## REQUIREMENTS
(a) Please repeat the listing exactly, from its first line through the line containing "MULTIPOLYGON (((0 0, 0", both included.
(b) Continue the passage on the child support petitions from the point where it ends.

## PAGE EXCERPT
┌────────
On January 18, 1957, petitioner was granted a divorce by the Circuit Court of the Eleventh Judicial Circuit in and for Dade County, Fla. The property settlement was incorporated into and made a part of the final decree by reference.

Petitioner has never remarried.

On October 12,1960, petitioner filed a petition in the Circuit Court of the 11th Judicial Circuit in and for Dade County, Fla., seeking an order for support of her son from her former husband, Sheldon, under the provisions of the Uniform Reciprocal Enforcement of Support Act (Fla. Stat. Ann. ch. 88), hereinafter called the Uniform Support Act. This petition was not acted upon by the courts of Virginia when forwarded to Virginia because Sheldon could not be located at the address shown in the petition.

Thereafter, on or about June 15, 1961, in another and different action, petitioner secured a judgment in the Circuit Court of Hanover County, Va., against Sheldon for $5,800, representing delinquent payments under the property agreement. Petitioner has never collected any part of this judgment.

On August 7, 1961, petitioner again sought to compel her former husband to support his minor child; she filed another petition under the Uniform Support Act identical to the one referred to above, except that a new address was given for her former husband. This petition was forwarded by the Dade County, Fla., court to the Juvenile and Domestic Relations Court of Hanover County, Va., under procedures provided by the Uniform Support Act. Petitioner was required to complete an information sheet for filing in Florida in connection with her efforts to obtain support for her son from his father. This sheet wras also forwarded to the Virginia court.

In response to the question, “Is there a complaint or order for support in any court?” contained in the information form, the petitioner replied, “Yes Divorce Decree (1/8/57) Miami, Fla., ordered $100/alimony/mo. and $100/mo. child support, which he paid fairly regularly until June, 1959; alimony ’til 1957.” The more pertinent questions related to the petitioner’s employment and salary, the ex-husband’s employment and salary, and the last date of contribution for support. In answering the question, “What amount do you require for yourself and your child per week?” petitioner replied “$40.00.” The words “yourself and” were deleted from the form, Both the information sheet and the petition itself indicate clearly that petitioner sought no support whatever for herself in this proceeding but only support for her minor child, Steven, and that she was relying upon the child’s current needs and her former husband’s 'ability to provide child support, not the prior agreement of the parties or the earlier Florida divorce decree.
└────────
Data entries:
┌────────
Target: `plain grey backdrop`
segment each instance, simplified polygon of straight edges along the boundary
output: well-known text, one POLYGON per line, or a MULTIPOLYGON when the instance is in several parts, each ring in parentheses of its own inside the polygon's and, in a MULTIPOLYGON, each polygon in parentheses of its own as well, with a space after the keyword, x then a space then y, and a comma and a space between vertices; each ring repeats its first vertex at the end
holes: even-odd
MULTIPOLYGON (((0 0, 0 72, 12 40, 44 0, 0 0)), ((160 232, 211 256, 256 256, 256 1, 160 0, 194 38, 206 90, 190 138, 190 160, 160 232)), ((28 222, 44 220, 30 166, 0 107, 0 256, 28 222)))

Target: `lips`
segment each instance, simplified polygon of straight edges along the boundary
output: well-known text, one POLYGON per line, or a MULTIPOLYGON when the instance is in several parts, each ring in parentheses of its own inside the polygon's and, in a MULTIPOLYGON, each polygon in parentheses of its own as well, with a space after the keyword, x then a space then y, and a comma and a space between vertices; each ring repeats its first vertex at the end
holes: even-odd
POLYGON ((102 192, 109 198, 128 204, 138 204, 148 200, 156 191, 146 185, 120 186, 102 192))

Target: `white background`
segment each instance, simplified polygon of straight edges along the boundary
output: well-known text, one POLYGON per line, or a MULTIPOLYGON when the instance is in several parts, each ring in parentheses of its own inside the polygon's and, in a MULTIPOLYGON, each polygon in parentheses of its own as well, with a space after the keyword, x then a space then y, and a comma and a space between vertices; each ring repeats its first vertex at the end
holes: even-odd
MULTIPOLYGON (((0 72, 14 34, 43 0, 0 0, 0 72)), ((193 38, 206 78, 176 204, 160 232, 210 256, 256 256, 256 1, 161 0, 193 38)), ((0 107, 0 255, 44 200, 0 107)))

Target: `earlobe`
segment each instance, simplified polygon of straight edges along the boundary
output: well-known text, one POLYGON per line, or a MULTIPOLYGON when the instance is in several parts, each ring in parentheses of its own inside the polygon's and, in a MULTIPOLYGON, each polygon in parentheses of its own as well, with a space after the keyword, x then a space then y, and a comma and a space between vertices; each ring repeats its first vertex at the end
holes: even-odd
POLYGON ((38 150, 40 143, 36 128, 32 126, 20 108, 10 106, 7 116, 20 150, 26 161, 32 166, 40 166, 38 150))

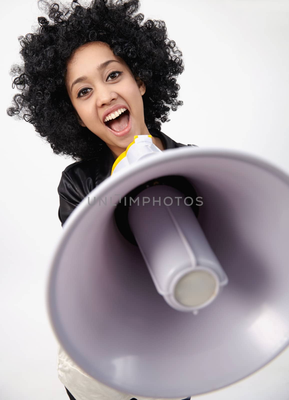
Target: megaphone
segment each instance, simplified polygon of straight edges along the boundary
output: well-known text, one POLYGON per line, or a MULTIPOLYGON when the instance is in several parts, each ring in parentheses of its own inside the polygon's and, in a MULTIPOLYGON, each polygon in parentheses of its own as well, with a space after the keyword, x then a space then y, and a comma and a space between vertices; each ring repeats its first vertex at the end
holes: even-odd
POLYGON ((135 137, 65 222, 48 304, 90 376, 181 398, 249 376, 289 343, 289 177, 243 152, 155 147, 135 137))

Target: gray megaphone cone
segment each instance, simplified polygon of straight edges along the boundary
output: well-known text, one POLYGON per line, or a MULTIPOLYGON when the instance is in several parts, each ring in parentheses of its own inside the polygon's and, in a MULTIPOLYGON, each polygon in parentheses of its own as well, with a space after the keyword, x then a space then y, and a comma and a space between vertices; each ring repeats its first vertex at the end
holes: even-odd
POLYGON ((55 250, 48 302, 60 343, 96 379, 141 396, 205 393, 257 370, 289 342, 289 177, 240 152, 183 147, 119 171, 72 213, 55 250), (119 198, 170 175, 202 197, 198 221, 228 279, 196 316, 164 301, 114 217, 119 198))

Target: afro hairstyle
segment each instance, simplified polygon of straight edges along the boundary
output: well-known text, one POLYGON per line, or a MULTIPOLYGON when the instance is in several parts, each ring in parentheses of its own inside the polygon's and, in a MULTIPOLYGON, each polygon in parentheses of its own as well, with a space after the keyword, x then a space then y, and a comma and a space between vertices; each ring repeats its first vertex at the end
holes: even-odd
POLYGON ((104 143, 78 123, 65 84, 70 56, 88 42, 108 44, 135 79, 144 82, 148 128, 160 130, 161 122, 170 120, 170 108, 175 111, 183 105, 176 100, 180 86, 175 78, 184 70, 181 52, 167 37, 163 21, 142 23, 143 14, 136 14, 139 0, 94 0, 87 8, 78 0, 73 0, 70 8, 40 0, 40 3, 52 23, 39 17, 36 32, 18 37, 24 63, 12 65, 10 74, 12 88, 21 93, 14 96, 7 112, 32 124, 55 154, 88 160, 96 156, 104 143))

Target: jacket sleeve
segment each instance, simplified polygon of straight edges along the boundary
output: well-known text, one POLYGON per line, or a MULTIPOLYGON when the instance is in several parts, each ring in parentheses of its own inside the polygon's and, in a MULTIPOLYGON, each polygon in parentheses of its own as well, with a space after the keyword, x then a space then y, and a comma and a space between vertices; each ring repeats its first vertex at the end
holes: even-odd
POLYGON ((58 216, 62 226, 86 194, 65 171, 62 173, 57 191, 59 195, 58 216))

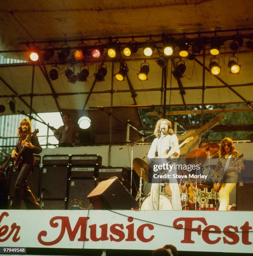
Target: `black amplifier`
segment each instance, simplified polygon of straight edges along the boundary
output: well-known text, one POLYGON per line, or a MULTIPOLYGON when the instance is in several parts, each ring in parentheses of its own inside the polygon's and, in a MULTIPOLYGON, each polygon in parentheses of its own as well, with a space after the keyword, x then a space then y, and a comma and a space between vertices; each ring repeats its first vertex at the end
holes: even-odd
POLYGON ((127 180, 127 169, 123 167, 103 167, 98 169, 98 178, 100 179, 109 179, 114 177, 127 180))
POLYGON ((45 155, 42 160, 43 165, 68 165, 69 163, 69 155, 45 155))
POLYGON ((98 154, 72 155, 70 162, 72 165, 97 166, 99 167, 102 164, 102 156, 98 154))
POLYGON ((40 164, 40 159, 41 158, 40 156, 34 155, 34 157, 35 158, 35 165, 39 166, 40 164))
POLYGON ((98 178, 98 167, 96 166, 72 166, 70 172, 71 178, 98 178))

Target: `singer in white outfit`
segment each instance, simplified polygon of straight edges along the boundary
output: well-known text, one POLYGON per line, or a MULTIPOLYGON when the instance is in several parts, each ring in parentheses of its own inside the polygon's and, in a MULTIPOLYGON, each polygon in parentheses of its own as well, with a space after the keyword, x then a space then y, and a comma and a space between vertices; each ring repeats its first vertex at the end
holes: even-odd
MULTIPOLYGON (((161 119, 156 123, 154 133, 157 137, 151 145, 148 156, 149 159, 159 157, 164 152, 171 147, 172 150, 178 147, 178 140, 176 135, 173 134, 171 128, 171 122, 168 119, 161 119)), ((179 157, 180 151, 178 149, 172 155, 171 158, 179 157)), ((172 204, 173 210, 182 210, 180 198, 180 192, 178 184, 176 180, 170 180, 170 187, 172 194, 172 204)), ((158 183, 152 183, 150 194, 150 206, 148 210, 158 209, 159 186, 158 183)))

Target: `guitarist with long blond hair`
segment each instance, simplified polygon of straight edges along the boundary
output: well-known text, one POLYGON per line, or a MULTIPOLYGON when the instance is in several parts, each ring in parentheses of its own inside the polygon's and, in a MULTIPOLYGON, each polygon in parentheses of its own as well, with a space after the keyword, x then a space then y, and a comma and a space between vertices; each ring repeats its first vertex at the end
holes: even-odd
POLYGON ((18 136, 19 137, 18 145, 11 153, 13 159, 18 162, 16 163, 16 166, 18 166, 19 172, 15 183, 12 205, 13 209, 20 209, 22 201, 23 200, 27 209, 42 210, 26 182, 27 177, 33 170, 35 163, 33 154, 39 154, 42 151, 36 135, 30 137, 29 142, 27 141, 32 132, 32 125, 29 119, 23 119, 18 128, 18 136), (25 148, 20 156, 19 152, 21 146, 25 148))
MULTIPOLYGON (((157 138, 152 142, 148 153, 148 158, 164 158, 164 156, 162 156, 164 152, 170 148, 173 150, 178 147, 178 140, 176 135, 173 134, 171 126, 171 122, 168 119, 162 118, 158 121, 154 132, 157 138)), ((178 148, 170 157, 177 158, 180 154, 180 151, 178 148)), ((182 210, 178 184, 177 183, 171 182, 170 183, 170 187, 172 194, 173 209, 182 210)), ((159 193, 159 184, 152 183, 148 210, 158 210, 159 193)))
POLYGON ((221 141, 219 155, 215 174, 216 177, 219 177, 220 183, 215 184, 218 186, 216 191, 219 192, 219 210, 228 211, 229 195, 236 185, 238 174, 244 168, 244 165, 242 155, 235 150, 230 138, 225 138, 221 141))

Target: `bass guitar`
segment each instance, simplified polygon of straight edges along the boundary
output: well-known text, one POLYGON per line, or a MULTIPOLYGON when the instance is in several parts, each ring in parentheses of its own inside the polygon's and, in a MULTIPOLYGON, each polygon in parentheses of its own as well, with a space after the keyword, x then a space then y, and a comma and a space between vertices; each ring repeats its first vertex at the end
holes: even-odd
POLYGON ((22 157, 22 154, 25 150, 25 149, 27 148, 27 146, 25 146, 24 144, 25 142, 29 142, 33 136, 35 136, 39 132, 38 129, 35 129, 33 133, 32 133, 29 136, 27 140, 24 140, 22 142, 21 146, 18 151, 18 156, 17 158, 17 159, 14 159, 12 165, 14 166, 14 169, 18 172, 19 170, 20 164, 23 161, 23 158, 22 157))
MULTIPOLYGON (((229 164, 229 166, 232 167, 235 167, 236 166, 238 166, 238 163, 237 161, 238 161, 239 159, 242 158, 243 157, 243 154, 241 154, 238 157, 237 157, 236 159, 230 159, 230 160, 232 160, 233 162, 232 163, 232 164, 230 165, 229 164)), ((222 174, 221 175, 221 177, 219 180, 219 182, 217 183, 213 183, 213 191, 214 192, 218 192, 221 187, 221 184, 223 183, 224 181, 225 180, 226 178, 226 175, 227 174, 227 172, 226 170, 223 169, 223 172, 222 172, 222 174)))

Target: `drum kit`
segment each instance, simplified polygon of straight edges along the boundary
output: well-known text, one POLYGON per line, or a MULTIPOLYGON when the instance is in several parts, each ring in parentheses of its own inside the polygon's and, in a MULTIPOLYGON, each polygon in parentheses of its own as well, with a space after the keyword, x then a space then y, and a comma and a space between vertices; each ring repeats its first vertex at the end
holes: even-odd
MULTIPOLYGON (((196 162, 203 165, 207 158, 213 158, 217 155, 220 149, 219 145, 216 143, 207 144, 199 149, 190 152, 186 156, 187 164, 195 164, 196 162)), ((208 170, 208 174, 210 174, 210 160, 209 164, 206 166, 208 170)), ((134 170, 140 177, 139 192, 135 199, 139 201, 140 210, 150 210, 148 209, 149 200, 151 200, 149 194, 146 196, 142 196, 142 192, 143 181, 148 182, 148 166, 143 160, 139 158, 135 158, 133 161, 134 170)), ((210 197, 210 191, 213 187, 211 183, 202 184, 201 181, 198 182, 193 181, 191 183, 184 183, 180 182, 179 184, 180 192, 181 203, 183 210, 197 210, 197 201, 199 202, 199 210, 201 206, 207 206, 210 199, 215 200, 214 204, 216 205, 217 195, 210 197), (209 190, 208 192, 208 190, 209 190)), ((172 192, 169 184, 164 184, 160 186, 159 196, 159 209, 160 210, 171 210, 172 192)))

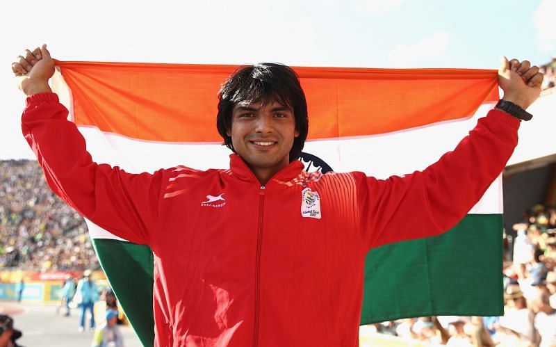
└────────
## ANSWERS FOR THE EXERCISE
(a)
Target: `plain grey backdrop`
segment each instance, simplified polygon of straight edges along the boundary
output: well-known text, one POLYGON per line, or a MULTIPOLYGON when the instance is in several parts, each ring in parentheses of its own inside the polygon's and, in a MULTIPOLYGON, each polygon in parentheses of its own as well, with a space after the keyword, x then a space then y, and a comma and a space between vertices; each ring repeats its first vertex at the end
holes: even-odd
MULTIPOLYGON (((0 0, 0 72, 12 40, 44 0, 0 0)), ((160 232, 211 256, 256 256, 256 1, 160 0, 194 38, 206 90, 190 138, 190 160, 160 232)), ((28 222, 44 220, 30 166, 0 107, 0 256, 28 222)))

(b)
The petition, which the Florida court forwarded to the Juvenile and Domestic Relations Court of Hanover County, Va., contained the following pertinent information:

1. That she [the petitioner] is the ex wife of Sheldon R. Siegert * * *
2. That Petitioner is the mother and said Respondent is the father of the following-named dependent (s) :
Steven b, 11/10/47
3. That said child is entitled to support from the Respondent under the provisions of the Uniform Reciprocal-Enforeement-of Support Act of this State (Chapter 29901, Laws of 1955), a copy of which is attached and made a part hereof.
4. That Respondent, on or about June, 1959 and subsequent thereto, refused and neglected to provide fair and reasonable support for the potitioaer and the ether dependent according to his means and earning capacity.
5. That, upon information and belief, Respondent now is residing or domiciled at Hylas, Virginia [,] [Receives $350 [per] mo. from U.S. Gov’t, and is within the jurisdiction of the Court of Va. which State has enacted a law substantially similar to the Uniform Reciprocal Enforcement of Support Act of this State.

Again all references to petitioner as a dependent were stricken from the form petition as indicated above, and only support for the minor child, Steven, was sought.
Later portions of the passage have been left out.